### [SUPPLIED INFORMATION]
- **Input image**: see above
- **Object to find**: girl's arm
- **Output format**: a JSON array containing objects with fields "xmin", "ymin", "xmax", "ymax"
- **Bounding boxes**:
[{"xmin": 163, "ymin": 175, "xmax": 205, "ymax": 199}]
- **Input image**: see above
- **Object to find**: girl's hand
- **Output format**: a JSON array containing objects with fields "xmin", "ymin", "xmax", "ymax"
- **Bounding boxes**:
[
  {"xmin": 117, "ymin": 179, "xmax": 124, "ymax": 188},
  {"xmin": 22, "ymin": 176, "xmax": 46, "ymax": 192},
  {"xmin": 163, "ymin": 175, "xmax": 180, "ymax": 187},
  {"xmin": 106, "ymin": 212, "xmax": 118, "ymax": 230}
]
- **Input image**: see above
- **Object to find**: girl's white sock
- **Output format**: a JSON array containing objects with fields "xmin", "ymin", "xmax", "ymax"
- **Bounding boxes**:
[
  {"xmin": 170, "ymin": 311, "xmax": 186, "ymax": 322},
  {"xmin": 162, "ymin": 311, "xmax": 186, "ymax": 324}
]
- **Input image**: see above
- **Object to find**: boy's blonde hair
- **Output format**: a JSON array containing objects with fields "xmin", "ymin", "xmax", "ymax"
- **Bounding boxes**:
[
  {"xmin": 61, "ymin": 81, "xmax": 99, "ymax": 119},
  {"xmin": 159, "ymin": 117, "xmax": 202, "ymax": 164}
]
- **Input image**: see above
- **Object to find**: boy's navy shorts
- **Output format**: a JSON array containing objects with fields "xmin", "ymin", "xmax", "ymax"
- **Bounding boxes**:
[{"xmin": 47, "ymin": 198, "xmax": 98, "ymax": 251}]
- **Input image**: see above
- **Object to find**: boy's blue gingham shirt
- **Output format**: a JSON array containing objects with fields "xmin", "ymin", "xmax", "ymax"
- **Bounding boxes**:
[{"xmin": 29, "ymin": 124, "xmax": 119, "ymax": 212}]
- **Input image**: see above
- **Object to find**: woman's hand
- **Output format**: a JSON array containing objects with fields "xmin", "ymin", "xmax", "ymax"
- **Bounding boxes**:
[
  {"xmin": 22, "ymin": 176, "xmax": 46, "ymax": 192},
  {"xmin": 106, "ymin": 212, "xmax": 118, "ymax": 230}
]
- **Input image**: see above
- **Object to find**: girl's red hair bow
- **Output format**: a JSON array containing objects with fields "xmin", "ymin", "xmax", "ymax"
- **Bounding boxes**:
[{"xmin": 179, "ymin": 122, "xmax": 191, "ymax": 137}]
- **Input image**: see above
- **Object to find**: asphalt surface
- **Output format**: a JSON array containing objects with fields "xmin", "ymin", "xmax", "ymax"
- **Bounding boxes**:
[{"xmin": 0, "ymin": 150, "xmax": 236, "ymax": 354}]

### [EXERCISE OBJECTIVE]
Copy every line of the records word for word.

### [SOLUTION TO THE PROBLEM]
- **Input image**: see above
- **Object to find**: girl's arm
- **Output format**: a JSON array containing objects with fields "xmin", "ymin", "xmax", "ymax"
- **Bounding boxes**:
[{"xmin": 163, "ymin": 175, "xmax": 205, "ymax": 199}]
- **Input image**: see above
- **Object to find**: girl's hand
- **Output format**: a JSON array containing objects with fields "xmin", "ymin", "xmax", "ymax"
- **Bounding boxes**:
[
  {"xmin": 117, "ymin": 179, "xmax": 124, "ymax": 188},
  {"xmin": 22, "ymin": 176, "xmax": 46, "ymax": 192},
  {"xmin": 163, "ymin": 175, "xmax": 180, "ymax": 187},
  {"xmin": 106, "ymin": 212, "xmax": 118, "ymax": 230}
]
- **Input image**: see above
- **Object to find**: girl's white sock
- **Output format**: a JSON array containing objects with fields "xmin", "ymin", "xmax", "ymax"
- **Bounding boxes**:
[
  {"xmin": 170, "ymin": 311, "xmax": 186, "ymax": 322},
  {"xmin": 162, "ymin": 311, "xmax": 186, "ymax": 324}
]
- **Input image**: see above
- **Object to find**: boy's blonde hair
- **Output format**: a JSON array containing objects with fields "xmin", "ymin", "xmax", "ymax"
- **Bounding boxes**:
[
  {"xmin": 61, "ymin": 81, "xmax": 99, "ymax": 119},
  {"xmin": 159, "ymin": 117, "xmax": 202, "ymax": 164}
]
- **Input image**: see above
- **Object to find**: boy's navy shorts
- **Output format**: a JSON array containing objects with fields "xmin", "ymin", "xmax", "ymax"
- **Bounding boxes**:
[{"xmin": 47, "ymin": 198, "xmax": 98, "ymax": 251}]
- **Input image**: see above
- **Object to find**: boy's blue gingham shirt
- **Output format**: a JSON array containing objects with fields "xmin", "ymin", "xmax", "ymax"
- **Bounding boxes**:
[{"xmin": 29, "ymin": 124, "xmax": 119, "ymax": 212}]
- **Input image**: see above
- **Object to find**: woman's hand
- **Output format**: a JSON array containing objects with fields "xmin", "ymin", "xmax", "ymax"
- **Bounding boxes**:
[
  {"xmin": 22, "ymin": 176, "xmax": 46, "ymax": 192},
  {"xmin": 106, "ymin": 212, "xmax": 118, "ymax": 230}
]
- **Input image**: see above
- **Object to find**: girl's red hair bow
- **Output format**: a JSON array containing objects with fields "xmin", "ymin", "xmax", "ymax"
- **Bounding boxes**:
[{"xmin": 179, "ymin": 122, "xmax": 191, "ymax": 137}]
- **Input image**: see above
- **Object to find**: asphalt surface
- **Output format**: a JSON array containing objects with fields "xmin", "ymin", "xmax", "ymax"
- **Bounding boxes**:
[{"xmin": 0, "ymin": 150, "xmax": 236, "ymax": 354}]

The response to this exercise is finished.